* **INSTRUCTIONS TO FOLLOW**
The records below are to be retyped in full, without any alteration.

RECORDS SHOWN START

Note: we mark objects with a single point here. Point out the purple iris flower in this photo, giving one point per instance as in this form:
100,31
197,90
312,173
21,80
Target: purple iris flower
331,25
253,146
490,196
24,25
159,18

RECORDS SHOWN END

* **REPLY TO THE EXERCISE**
Note: we mark objects with a single point here. Point out the purple iris flower in this photo, giving one point per instance as in this form:
100,31
197,90
312,173
21,80
Target: purple iris flower
331,25
253,146
490,196
24,25
159,18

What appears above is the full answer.